━━━ Given entries ━━━

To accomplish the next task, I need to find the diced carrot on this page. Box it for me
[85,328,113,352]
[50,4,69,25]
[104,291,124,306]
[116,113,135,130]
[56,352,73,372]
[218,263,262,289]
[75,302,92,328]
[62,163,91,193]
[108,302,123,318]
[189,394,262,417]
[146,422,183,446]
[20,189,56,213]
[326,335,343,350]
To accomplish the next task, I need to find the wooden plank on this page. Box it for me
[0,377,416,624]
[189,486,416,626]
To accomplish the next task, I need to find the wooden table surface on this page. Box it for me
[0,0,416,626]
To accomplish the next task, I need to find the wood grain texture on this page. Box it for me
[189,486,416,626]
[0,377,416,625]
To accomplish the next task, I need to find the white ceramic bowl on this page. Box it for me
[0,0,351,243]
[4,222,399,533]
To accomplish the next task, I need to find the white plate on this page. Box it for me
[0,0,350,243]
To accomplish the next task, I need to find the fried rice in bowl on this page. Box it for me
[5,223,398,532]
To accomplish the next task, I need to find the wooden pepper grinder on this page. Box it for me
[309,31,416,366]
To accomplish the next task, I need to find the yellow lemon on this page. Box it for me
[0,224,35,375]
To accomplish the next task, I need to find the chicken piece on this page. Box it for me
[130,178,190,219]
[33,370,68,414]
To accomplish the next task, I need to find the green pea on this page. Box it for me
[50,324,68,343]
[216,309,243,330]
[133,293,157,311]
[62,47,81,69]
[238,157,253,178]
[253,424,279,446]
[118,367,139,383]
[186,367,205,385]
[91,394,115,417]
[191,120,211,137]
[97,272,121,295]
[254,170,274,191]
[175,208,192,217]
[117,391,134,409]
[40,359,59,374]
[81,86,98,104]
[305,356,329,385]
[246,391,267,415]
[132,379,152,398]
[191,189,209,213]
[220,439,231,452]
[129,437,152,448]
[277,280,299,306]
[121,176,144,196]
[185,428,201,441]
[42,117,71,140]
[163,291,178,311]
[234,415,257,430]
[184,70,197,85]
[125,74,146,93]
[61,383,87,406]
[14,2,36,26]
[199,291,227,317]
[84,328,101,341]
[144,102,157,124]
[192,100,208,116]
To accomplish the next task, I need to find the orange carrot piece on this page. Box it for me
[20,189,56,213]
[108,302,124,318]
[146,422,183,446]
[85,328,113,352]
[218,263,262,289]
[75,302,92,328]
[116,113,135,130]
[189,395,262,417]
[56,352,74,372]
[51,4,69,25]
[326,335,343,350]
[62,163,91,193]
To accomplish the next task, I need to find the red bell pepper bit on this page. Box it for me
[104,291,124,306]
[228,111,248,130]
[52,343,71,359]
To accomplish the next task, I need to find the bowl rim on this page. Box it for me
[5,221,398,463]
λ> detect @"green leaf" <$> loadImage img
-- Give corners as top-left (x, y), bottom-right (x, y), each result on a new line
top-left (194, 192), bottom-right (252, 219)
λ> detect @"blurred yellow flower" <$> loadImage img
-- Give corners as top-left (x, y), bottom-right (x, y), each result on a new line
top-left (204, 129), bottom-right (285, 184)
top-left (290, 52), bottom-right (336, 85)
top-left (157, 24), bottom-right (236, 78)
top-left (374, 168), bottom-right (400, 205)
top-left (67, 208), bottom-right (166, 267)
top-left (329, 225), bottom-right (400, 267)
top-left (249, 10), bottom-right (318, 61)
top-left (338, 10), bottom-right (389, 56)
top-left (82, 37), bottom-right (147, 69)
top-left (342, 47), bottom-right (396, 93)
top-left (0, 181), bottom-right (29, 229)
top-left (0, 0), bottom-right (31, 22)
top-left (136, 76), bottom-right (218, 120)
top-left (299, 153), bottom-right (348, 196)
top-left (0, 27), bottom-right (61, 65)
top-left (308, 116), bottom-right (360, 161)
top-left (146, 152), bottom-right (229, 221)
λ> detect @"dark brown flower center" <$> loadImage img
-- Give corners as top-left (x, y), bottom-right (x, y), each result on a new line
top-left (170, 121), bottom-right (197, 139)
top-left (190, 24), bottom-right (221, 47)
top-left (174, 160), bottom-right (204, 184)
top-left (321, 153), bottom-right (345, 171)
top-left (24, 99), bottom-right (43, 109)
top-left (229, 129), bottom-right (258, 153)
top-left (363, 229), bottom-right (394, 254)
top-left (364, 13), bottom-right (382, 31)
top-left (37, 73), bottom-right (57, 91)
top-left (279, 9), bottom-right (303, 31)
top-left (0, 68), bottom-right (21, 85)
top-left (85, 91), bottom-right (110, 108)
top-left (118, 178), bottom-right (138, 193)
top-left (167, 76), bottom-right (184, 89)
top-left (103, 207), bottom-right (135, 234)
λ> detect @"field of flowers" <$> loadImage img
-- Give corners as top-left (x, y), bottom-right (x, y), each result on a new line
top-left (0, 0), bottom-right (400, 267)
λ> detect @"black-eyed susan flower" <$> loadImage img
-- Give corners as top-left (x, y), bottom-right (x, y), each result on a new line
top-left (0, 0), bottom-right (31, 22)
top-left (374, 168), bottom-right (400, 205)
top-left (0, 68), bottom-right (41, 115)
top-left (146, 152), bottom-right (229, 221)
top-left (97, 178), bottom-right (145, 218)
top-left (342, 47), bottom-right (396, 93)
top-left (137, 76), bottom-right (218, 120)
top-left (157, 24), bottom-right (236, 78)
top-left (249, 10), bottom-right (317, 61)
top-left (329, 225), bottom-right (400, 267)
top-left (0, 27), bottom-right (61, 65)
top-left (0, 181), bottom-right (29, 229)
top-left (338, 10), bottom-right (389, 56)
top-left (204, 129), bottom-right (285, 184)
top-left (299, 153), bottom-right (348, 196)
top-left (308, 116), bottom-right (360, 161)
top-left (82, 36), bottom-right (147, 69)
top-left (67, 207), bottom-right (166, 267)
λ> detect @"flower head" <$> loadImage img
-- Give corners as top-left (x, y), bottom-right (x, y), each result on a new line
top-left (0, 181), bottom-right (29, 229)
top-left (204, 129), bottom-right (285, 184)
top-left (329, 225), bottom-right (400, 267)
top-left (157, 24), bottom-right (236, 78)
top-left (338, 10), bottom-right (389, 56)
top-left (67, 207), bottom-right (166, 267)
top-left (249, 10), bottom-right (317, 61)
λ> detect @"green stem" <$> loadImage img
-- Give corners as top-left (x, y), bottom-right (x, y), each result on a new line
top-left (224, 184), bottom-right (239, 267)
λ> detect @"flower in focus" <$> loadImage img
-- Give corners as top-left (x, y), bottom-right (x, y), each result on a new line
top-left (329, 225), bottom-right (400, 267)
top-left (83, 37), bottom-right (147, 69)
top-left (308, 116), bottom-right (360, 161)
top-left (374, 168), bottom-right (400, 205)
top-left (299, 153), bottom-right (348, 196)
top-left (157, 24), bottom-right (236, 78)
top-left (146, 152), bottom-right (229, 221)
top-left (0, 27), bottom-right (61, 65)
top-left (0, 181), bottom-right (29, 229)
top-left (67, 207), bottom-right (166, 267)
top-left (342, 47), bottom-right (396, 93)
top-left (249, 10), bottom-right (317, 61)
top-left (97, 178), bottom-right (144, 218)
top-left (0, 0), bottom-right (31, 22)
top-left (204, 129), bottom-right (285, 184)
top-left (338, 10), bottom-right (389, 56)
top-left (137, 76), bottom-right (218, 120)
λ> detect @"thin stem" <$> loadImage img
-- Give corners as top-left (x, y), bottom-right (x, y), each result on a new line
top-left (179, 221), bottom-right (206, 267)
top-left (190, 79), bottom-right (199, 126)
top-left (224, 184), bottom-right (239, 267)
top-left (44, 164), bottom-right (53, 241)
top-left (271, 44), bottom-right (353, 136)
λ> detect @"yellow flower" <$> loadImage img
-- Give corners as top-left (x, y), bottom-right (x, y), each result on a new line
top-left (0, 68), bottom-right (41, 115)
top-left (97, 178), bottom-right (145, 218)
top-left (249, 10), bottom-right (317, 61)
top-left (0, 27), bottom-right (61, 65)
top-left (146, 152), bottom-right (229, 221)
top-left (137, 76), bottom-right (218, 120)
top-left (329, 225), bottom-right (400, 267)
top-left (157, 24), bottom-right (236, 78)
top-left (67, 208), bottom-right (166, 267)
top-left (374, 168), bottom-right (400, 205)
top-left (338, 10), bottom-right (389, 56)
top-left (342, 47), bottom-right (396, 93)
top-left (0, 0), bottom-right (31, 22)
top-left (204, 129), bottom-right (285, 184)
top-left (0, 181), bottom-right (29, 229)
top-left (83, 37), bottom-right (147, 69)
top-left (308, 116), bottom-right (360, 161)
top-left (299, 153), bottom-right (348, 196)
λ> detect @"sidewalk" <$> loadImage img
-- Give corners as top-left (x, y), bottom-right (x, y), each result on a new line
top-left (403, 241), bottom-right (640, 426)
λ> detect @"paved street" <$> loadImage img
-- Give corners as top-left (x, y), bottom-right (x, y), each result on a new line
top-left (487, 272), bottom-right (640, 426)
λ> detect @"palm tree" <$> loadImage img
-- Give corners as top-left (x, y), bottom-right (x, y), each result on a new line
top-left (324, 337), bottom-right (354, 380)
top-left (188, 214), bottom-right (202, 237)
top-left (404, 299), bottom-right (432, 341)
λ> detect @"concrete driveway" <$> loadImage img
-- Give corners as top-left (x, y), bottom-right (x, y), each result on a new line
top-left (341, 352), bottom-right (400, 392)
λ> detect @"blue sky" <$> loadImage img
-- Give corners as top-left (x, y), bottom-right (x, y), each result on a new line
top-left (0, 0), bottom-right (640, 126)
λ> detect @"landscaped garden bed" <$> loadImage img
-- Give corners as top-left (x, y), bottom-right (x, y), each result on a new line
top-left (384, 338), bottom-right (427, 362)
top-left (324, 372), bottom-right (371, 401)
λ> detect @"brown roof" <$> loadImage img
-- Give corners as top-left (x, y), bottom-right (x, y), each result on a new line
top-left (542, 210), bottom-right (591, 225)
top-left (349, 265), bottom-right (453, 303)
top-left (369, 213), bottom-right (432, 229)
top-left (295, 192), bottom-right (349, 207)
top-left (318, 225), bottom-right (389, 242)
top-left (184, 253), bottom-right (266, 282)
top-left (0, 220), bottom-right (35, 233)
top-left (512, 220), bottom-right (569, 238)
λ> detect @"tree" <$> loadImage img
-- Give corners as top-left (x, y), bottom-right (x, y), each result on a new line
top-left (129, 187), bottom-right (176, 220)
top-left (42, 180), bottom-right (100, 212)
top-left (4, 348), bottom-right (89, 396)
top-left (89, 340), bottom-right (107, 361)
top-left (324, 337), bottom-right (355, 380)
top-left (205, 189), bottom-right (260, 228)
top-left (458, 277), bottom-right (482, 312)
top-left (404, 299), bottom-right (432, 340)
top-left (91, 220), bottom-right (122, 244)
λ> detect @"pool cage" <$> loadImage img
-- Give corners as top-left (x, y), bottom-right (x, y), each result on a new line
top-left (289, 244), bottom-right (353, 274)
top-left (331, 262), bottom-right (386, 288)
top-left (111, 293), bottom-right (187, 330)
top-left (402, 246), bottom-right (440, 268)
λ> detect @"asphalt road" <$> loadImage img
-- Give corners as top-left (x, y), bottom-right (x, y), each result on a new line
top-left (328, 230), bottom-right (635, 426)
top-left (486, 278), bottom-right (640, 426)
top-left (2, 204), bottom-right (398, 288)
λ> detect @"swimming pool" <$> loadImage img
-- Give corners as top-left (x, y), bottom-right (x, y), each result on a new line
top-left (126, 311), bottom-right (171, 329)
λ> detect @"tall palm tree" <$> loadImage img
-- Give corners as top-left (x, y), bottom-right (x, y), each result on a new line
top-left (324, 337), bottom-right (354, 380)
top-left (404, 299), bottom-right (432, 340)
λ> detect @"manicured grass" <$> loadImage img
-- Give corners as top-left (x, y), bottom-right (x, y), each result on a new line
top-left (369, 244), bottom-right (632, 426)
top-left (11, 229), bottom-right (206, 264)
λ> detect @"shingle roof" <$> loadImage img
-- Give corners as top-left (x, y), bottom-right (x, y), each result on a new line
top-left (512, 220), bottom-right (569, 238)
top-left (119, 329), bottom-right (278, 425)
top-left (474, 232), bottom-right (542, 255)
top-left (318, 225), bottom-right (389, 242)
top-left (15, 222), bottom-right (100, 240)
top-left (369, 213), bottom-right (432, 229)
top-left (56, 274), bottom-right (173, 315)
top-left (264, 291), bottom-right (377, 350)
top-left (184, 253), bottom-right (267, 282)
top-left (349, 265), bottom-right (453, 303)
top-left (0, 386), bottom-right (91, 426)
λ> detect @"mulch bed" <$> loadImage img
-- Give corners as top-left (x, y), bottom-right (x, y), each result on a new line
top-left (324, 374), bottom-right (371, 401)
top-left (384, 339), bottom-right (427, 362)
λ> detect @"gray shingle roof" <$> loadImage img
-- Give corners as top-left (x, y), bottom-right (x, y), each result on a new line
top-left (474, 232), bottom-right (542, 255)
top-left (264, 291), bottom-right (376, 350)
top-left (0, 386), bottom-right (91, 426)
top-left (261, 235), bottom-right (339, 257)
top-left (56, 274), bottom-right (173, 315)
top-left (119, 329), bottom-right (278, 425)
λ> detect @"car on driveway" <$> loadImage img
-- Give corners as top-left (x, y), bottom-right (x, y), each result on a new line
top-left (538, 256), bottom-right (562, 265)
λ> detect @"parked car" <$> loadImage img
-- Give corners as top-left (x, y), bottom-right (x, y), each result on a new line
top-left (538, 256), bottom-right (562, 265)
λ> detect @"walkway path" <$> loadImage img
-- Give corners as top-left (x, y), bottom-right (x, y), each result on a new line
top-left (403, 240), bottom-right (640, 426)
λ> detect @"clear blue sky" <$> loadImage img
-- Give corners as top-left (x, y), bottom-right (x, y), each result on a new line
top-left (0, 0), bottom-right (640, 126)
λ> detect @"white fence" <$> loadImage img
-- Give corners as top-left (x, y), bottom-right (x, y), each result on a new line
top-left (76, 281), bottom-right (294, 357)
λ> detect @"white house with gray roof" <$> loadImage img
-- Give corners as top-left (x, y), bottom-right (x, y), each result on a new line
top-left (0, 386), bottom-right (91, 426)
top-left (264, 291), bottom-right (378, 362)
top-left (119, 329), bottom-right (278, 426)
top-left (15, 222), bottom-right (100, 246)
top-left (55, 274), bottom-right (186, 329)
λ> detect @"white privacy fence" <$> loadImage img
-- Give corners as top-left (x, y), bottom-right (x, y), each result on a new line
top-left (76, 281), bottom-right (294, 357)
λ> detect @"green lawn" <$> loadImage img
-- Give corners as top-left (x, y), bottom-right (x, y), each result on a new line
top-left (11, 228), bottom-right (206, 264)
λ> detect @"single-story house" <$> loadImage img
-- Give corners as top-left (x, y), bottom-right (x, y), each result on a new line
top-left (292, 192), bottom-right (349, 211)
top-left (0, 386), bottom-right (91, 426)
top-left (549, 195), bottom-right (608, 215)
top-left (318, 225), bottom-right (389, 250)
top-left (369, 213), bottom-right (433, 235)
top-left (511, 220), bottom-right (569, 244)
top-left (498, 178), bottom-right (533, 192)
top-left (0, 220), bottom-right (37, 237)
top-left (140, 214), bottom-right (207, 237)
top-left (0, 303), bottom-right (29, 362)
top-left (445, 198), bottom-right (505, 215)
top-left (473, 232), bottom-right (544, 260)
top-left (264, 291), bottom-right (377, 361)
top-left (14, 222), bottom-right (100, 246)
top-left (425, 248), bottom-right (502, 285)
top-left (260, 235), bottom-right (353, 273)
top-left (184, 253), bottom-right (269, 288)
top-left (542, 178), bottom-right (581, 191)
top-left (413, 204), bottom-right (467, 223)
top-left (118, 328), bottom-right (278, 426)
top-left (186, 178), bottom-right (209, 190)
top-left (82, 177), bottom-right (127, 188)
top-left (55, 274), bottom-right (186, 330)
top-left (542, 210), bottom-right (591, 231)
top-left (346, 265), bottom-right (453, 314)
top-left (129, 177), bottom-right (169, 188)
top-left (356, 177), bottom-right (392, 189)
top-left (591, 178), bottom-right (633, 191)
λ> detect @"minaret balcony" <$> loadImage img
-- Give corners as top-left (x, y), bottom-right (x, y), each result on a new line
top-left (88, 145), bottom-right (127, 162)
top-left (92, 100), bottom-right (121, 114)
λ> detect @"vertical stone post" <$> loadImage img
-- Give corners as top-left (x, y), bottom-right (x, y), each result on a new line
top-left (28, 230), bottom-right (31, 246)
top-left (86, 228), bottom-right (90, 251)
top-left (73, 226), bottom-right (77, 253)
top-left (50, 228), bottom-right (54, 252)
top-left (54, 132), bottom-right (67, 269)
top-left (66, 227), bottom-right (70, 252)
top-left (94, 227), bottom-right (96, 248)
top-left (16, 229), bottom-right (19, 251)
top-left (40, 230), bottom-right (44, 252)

━━━

Echo the lines that run from the one containing "To accomplish the next task, I need to find the chicken" through the one containing "top-left (194, 192), bottom-right (252, 219)", both included, and reproduce nothing else.

To accomplish the next task, I need to find the chicken piece on this page. Box it for me
[130,178,190,219]
[33,370,68,414]
To accomplish the next task, I need to find the green pea on this page. Box it for me
[50,324,68,343]
[216,309,243,330]
[133,293,157,311]
[62,47,81,69]
[238,157,253,178]
[253,424,279,446]
[118,367,139,383]
[186,367,205,385]
[91,394,115,417]
[191,120,211,137]
[97,272,121,295]
[254,170,274,191]
[175,208,192,217]
[117,391,134,409]
[40,359,59,374]
[81,86,98,104]
[305,356,329,385]
[246,391,267,415]
[132,379,152,398]
[191,189,209,213]
[220,439,231,452]
[129,437,152,448]
[277,280,299,306]
[121,176,144,196]
[185,428,201,441]
[42,117,71,140]
[163,291,178,311]
[234,415,257,430]
[184,70,197,85]
[125,74,146,93]
[61,383,87,406]
[14,2,36,26]
[199,291,227,317]
[84,328,101,341]
[144,102,157,124]
[192,100,208,116]
To accomplish the next task, I need to find the orange carrot piece on this page. Box it for me
[20,189,56,213]
[108,302,124,318]
[146,422,183,446]
[85,328,113,352]
[218,263,262,289]
[75,302,92,328]
[116,113,135,130]
[189,395,262,417]
[56,352,74,372]
[51,4,69,25]
[326,335,343,350]
[62,163,91,193]
To accomplish the next task, I need to find the red bell pepper bit on this page. Box it for me
[104,291,124,306]
[228,111,248,130]
[52,343,71,359]
To accomplish the next task, I need to find the bowl rim on this page. Box it for me
[5,221,398,463]
λ> detect @"green leaf" <$> loadImage img
-- Give corners as top-left (x, y), bottom-right (x, y), each result on a new line
top-left (194, 192), bottom-right (252, 219)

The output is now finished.